# [Written tasks]
A) In the Benny Goodman text, who sang the vocal on "Loch Lomond" at the Carnegie Hall concert?
B) Please carry the Benny Goodman text further, starting after its final sentence.

# [Text to read]
+ + + + + + +
In 1934, Goodman contracted with NBC to perform on the weekly Let’s Dance program. In order to have enough music, he arranged to purchase swing arrangements from composer/bandleader Fletcher Henderson. King Porter Stomp (track 1) was a hit in 1935.

Now before reading the Wikipedia article on Benny Goodman, I was familiar with his work – I had a few albums including 1956 recordings of two Mozart pieces for clarinet recorded with the Boston Symphony. I even taped a postcard image of Goodman to my clarinet case (I took lessons in the 90s from a member of the SF Opera’s orchestra – alas not a smidge of his talent rubbed off on me). That said, I had not heard of this breakthrough 1938 performance at Carnegie Hall (The following is lifted right from Wikipedia – there’s no escaping the full original quote):

 The concert began with three contemporary numbers from the Goodman band—”Don’t Be That Way,” “Sometimes I’m Happy,” and “One O’Clock Jump.” They then played a history of jazz, starting with a Dixieland quartet performing “Sensation Rag”, originally recorded by the Original Dixieland Jazz Band in 1918. Once again, initial crowd reaction, though polite, was tepid. Then came a jam session on “Honeysuckle Rose” featuring members of the Count Basie and Duke Ellington bands as guests. (The surprise of the session: Goodman handing a solo to Basie’s guitarist Freddie Green who was never a featured soloist but earned his reputation as the best rhythm guitarist in the genre—he responded with a striking round of chord improvisations.) As the concert went on, things livened up. The Goodman band and quartet took over the stage and performed the numbers that had already made them famous. Some later trio and quartet numbers were well-received, and a vocal on “Loch Lomond” by Martha Tilton provoked five curtain calls and cries for an encore. The encore forced Goodman to make his only audience announcement for the night, stating that they had no encore prepared but that Martha would return shortly with another number.

By the time the band got to the climactic piece “Sing, Sing, Sing“, success was assured. This performance featured playing by tenor saxophonist Babe Russin, trumpeter Harry James, and Benny Goodman, backed by drummer Gene Krupa. When Goodman finished his solo, he unexpectedly gave a solo to pianist Jess Stacy. “At the Carnegie Hall concert, after the usual theatrics, Jess Stacy was allowed to solo and, given the venue, what followed was appropriate,” wrote David Rickert. “Used to just playing rhythm on the tune, he was unprepared for a turn in the spotlight, but what came out of his fingers was a graceful, impressionistic marvel with classical flourishes, yet still managed to swing. It was the best thing he ever did, and it’s ironic that such a layered, nuanced performance came at the end of such a chaotic, bombastic tune.”[27]

This concert has been regarded as one of the most significant in jazz history. After years of work by musicians from all over the country, jazz had finally been accepted by mainstream audiences. Recordings were made of this concert, but even by the technology of the day the equipment used was not of the finest quality. Acetate recordings of the concert were made, and aluminum studio masters were also cut.
+ + + + + + +
# [Record list]
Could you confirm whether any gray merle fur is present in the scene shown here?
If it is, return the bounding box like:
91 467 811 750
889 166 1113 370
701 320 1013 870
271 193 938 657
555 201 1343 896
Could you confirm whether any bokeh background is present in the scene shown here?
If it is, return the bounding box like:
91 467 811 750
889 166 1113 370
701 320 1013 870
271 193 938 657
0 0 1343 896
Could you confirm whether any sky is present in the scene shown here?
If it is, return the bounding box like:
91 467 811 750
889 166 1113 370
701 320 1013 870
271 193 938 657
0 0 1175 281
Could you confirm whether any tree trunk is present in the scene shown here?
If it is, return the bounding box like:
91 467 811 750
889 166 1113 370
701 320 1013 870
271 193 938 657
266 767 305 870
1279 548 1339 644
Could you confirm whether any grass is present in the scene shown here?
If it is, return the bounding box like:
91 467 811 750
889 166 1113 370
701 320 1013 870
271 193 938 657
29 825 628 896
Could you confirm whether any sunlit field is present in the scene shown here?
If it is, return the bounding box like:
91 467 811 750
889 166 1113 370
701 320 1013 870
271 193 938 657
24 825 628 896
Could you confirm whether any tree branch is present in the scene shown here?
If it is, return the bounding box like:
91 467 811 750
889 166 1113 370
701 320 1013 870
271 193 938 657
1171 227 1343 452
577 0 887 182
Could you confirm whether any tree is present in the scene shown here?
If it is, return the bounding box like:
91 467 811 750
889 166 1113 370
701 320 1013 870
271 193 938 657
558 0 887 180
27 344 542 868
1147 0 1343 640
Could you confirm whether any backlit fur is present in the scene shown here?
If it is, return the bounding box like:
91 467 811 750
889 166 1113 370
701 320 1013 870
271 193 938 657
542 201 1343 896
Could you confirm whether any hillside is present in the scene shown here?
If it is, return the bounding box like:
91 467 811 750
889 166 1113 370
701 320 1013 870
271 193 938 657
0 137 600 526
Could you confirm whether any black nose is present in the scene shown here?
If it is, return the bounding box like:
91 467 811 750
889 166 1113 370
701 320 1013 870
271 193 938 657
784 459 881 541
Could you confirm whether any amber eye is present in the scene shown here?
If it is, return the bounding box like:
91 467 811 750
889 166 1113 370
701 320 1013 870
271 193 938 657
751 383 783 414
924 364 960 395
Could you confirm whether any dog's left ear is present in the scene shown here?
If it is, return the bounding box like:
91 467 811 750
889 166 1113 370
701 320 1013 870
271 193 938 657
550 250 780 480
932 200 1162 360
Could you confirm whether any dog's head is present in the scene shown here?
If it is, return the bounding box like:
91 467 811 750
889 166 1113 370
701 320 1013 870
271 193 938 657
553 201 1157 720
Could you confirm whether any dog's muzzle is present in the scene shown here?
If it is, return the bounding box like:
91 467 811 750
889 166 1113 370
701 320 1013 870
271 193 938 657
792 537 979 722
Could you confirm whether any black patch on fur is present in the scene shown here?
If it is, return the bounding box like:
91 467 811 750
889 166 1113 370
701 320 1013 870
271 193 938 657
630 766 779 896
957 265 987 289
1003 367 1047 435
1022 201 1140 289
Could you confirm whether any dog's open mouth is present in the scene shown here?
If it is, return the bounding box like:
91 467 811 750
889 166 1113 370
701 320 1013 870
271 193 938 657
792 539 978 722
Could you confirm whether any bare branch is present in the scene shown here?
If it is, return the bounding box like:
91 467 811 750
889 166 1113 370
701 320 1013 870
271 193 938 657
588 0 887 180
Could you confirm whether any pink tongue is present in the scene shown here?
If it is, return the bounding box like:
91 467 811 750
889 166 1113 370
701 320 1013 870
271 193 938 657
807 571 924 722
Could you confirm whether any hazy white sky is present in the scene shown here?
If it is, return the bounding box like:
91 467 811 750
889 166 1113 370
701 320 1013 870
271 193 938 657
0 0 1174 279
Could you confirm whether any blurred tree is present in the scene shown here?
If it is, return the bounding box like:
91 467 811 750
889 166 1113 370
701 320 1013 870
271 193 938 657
+ + + + + + +
# [Per-task outputs]
A) Martha Tilton.

B)
That would have been something to attend. After learning of these recordings, I didn’t listen to much else for a while. One O’Clock Jump was a signature tune for Count Basie and Sing Sing Sing became (and might already have been) Goodman’s own signature tune.

One thing to listen for in the three tracks I’ve selected is that you can feel the swing in the mid-tempo arrangement of One O’Clock Jump, the relatively slow Body and Soul and the very fast Swingtime in the Rockies.

New Jersey native William James “Count” Basie (tracks 5 and 6) spent the mid-20s cutting his teeth on the vaudeville circuit. In the 30s his band featured vocalist Billie Holiday who already had a career in her own right. Sadly they never recorded together. From his early recordings, I’ve shared Roseland Shuffle and his own take on One O’Clock Jump.

Duke Ellington, who you’ve already met, spent the early 30s primarily performing on radio and on tour. That said, he had hits in this period, notably with It Don’t Mean a Thing (If It Ain’t Got That Swing [track 7]). This would be a signature number for Ellington long into his career (a 1961 recording with Louis Armstrong is particularly tasty) as well as for artists including Nina Simone and Ella Fitzgerald. (And the phrase “it don’t mean a thing” sneaks into some weird places including industrial band Skinny Puppy’s 1996 song Death.)


I’m not sure the addition of vocalists to swing/jazz acts was anything that new in the 30s. What may be new is that many of the vocalists in the 30s and later (as noted regarding Billie Holiday above) started as guests with existing acts went on to have careers of their own.

Ethel Waters (track 8) actually got her start in the teens, working the same clubs as Bessie Smith. In the 20s, she sang both pop and blues. (Columbia had a ‘race music’ series – it’s probable that all the big labels separated music marketed to whites from music marketed to others. Billboard, prior to the rock and roll era had ‘race music’ charts.) In the 30s she sang at the Cotton Club as well as in an Irving Berlin Broadway revue.

Smith was still touring in the early 30s, though in some obscurity. Her last recordings were made with John Hammond (who was starting to record Billie Holiday at the same time) in 1933 and these sessions included some attempts at swing, but Hammond himself preferred the blues work in these sessions and those are the sides that were released. Bennie Goodman and Jack Teagarden are both listed as performing on these sessions. (tracks 9-12)

Hammond’s an interesting one to bring in. He’d recently graduated Yale (and in 1933 this meant you were male and white), but insisted when he could on using integrated bands on his records and pushed white band leaders to bring in black musicians. ( He made his name primarily as a producer, and almost exclusively for the Columbia label to which he signed such talents as Holiday, and later Bob Dylan, Leonard Cohen, and (after his retirement) Stevie Ray Vaughn.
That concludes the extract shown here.